(Point placement entries)
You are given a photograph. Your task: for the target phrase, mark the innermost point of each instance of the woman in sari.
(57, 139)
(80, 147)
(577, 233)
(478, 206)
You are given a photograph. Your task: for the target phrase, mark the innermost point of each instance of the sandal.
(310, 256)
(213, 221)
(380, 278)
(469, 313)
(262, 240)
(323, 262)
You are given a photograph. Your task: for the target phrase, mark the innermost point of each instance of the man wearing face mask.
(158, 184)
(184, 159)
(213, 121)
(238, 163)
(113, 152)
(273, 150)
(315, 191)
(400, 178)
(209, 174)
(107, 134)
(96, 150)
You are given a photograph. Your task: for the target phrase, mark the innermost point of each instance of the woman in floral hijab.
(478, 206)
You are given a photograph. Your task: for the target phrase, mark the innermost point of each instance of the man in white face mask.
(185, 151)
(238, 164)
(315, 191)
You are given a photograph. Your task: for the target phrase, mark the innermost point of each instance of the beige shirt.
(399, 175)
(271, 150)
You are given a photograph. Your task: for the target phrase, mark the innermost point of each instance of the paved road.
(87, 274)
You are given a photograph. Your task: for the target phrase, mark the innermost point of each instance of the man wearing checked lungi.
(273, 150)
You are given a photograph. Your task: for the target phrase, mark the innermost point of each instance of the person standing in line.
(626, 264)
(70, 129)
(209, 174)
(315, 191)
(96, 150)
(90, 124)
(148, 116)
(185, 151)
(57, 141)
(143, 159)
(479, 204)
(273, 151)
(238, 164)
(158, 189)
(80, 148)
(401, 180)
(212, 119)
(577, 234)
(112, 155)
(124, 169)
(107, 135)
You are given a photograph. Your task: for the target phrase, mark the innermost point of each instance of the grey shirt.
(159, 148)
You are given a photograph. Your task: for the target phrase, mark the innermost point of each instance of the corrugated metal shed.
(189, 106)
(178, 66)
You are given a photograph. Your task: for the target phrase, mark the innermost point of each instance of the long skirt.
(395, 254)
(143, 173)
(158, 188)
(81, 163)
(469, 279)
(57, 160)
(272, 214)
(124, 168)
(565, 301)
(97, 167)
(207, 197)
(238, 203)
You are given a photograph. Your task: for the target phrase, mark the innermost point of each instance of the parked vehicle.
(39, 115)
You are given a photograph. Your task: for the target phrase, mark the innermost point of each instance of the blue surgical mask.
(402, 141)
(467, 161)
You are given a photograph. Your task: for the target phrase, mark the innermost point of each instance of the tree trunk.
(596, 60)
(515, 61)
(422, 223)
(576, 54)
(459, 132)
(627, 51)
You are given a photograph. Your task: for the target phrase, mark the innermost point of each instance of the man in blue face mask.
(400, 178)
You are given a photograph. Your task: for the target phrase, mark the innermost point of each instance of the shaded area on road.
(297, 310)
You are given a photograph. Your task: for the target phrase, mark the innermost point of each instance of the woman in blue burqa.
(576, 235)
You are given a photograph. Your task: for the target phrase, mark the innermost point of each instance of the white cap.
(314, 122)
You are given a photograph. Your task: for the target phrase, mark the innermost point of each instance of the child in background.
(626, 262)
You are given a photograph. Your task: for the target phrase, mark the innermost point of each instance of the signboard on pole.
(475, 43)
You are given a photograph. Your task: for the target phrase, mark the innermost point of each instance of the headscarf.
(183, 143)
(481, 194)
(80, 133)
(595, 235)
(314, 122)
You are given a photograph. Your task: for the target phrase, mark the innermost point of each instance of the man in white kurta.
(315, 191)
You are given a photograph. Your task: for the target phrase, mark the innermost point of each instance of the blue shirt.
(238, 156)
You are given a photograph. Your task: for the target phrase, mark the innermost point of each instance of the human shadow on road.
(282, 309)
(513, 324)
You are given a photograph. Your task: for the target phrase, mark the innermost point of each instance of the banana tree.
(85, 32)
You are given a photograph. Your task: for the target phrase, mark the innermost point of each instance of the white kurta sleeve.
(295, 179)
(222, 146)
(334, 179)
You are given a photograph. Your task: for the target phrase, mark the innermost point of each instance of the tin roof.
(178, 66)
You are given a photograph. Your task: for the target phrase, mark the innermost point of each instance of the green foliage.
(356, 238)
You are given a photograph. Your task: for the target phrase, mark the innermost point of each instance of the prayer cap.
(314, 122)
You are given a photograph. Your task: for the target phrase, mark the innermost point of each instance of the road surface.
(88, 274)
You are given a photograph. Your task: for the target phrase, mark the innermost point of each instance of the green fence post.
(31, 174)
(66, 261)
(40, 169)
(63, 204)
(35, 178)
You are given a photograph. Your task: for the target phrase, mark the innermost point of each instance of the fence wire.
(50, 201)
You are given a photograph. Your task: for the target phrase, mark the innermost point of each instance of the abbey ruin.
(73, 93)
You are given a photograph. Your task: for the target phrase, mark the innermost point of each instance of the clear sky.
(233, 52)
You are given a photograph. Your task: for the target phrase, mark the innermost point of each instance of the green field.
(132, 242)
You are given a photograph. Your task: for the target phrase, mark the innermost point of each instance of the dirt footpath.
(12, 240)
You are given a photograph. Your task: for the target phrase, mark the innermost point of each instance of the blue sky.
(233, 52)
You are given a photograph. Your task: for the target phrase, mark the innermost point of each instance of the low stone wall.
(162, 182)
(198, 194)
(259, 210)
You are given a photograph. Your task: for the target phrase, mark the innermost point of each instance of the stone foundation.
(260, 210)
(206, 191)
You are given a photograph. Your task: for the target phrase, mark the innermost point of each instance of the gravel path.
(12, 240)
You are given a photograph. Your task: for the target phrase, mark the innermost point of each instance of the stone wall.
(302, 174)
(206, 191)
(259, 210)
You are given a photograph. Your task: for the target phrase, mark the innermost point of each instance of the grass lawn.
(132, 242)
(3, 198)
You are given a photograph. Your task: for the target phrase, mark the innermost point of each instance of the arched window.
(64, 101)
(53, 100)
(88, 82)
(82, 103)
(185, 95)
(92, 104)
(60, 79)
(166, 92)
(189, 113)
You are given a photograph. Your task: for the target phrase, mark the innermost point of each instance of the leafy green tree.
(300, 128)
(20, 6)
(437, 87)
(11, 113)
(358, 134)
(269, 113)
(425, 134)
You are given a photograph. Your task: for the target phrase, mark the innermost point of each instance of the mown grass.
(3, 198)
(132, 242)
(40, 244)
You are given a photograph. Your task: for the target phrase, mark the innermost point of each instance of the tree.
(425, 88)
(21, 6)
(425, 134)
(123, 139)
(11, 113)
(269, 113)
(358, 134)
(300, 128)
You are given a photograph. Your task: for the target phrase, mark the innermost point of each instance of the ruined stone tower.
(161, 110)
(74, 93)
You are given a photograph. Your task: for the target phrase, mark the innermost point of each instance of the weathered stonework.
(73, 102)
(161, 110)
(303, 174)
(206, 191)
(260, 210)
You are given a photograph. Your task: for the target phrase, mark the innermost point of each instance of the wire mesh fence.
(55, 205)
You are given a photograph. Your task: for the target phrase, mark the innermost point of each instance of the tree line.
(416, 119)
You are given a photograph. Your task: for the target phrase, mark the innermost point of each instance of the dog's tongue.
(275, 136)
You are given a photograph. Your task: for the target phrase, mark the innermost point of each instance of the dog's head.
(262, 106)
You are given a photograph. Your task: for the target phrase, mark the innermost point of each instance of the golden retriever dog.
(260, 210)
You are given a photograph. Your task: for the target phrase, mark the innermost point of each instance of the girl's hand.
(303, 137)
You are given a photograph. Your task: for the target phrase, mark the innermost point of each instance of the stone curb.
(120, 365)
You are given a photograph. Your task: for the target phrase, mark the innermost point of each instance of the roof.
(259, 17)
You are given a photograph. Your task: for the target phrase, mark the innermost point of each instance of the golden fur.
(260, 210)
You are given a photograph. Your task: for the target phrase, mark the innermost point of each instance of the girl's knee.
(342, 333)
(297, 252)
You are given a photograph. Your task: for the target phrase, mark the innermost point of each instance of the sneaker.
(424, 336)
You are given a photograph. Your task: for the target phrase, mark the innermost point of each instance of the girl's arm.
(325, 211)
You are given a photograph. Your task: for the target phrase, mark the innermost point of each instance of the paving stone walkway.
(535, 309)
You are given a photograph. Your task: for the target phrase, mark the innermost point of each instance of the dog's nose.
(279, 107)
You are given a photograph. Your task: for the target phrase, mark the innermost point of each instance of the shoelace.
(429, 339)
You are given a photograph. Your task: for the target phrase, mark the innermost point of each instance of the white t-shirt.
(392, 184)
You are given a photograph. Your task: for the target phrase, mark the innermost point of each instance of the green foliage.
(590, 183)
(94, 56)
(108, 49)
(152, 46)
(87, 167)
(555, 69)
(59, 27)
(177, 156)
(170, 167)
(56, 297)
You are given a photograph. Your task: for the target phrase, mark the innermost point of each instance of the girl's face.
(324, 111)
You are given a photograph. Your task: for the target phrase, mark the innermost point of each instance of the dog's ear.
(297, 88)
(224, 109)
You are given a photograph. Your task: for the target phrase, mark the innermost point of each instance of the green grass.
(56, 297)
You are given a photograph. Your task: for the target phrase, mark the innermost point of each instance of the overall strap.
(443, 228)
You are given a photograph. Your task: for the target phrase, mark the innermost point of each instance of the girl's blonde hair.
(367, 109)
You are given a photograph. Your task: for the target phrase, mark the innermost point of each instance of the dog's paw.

* **Stated task**
Turn the stretch from the line containing "the girl's knee." through the end of the entries into a numbered list, leaving out any blank lines.

* **Written solution**
1. You are given a photograph. Your task: for the target phrase, mark the innermost point of each instance of the girl's knee.
2. (342, 333)
3. (297, 252)
4. You are given a photograph. Your task: for the target phrase, mark the innermost point of each instance of the sneaker.
5. (424, 336)
6. You are given a photograph. Your task: for the target phrase, mark the innermost point of each instance of the girl's arm.
7. (325, 211)
8. You are given a photograph. Your task: for the target phrase, mark the innermost point of each instance of the paving stone walkway.
9. (535, 309)
10. You are given a photograph. Your task: for the target phrase, mark the innermost point of each instance of the dog's nose.
11. (279, 107)
12. You are given a photograph. Your task: for the target phrase, mark the innermost point of each instance of the shoelace.
13. (429, 339)
14. You are given a photograph. Your task: for the target phrase, mark the innermost point of each instance of the white t-shirt.
15. (392, 184)
16. You are given a photograph. Your task: for the target phrase, mark the innermost point of each instance of the green foliage.
17. (590, 183)
18. (94, 56)
19. (108, 49)
20. (152, 46)
21. (87, 167)
22. (555, 69)
23. (59, 27)
24. (177, 156)
25. (170, 167)
26. (56, 297)
27. You are given a photograph. Your task: for the target phrase, mark the innermost point of each instance of the girl's face.
28. (324, 111)
29. You are given a photograph. Your task: for the target phrase, mark the innermost point of each instance of the dog's ear.
30. (297, 88)
31. (224, 109)
32. You are given a photograph. Your task: for the target phrase, mark the innermost point of each instance of the green grass.
33. (56, 297)
34. You are given a photograph. Your task: for the target phrase, mark the innermost point of each instance of the overall strap.
35. (443, 228)
36. You are given a photograph. Your task: for the target phrase, mark the innermost point of each instance of the girl's blonde hair.
37. (367, 109)
38. You are given a photograph. Your task: for the target phrase, mark the innermost point of each instance of the dog's paw.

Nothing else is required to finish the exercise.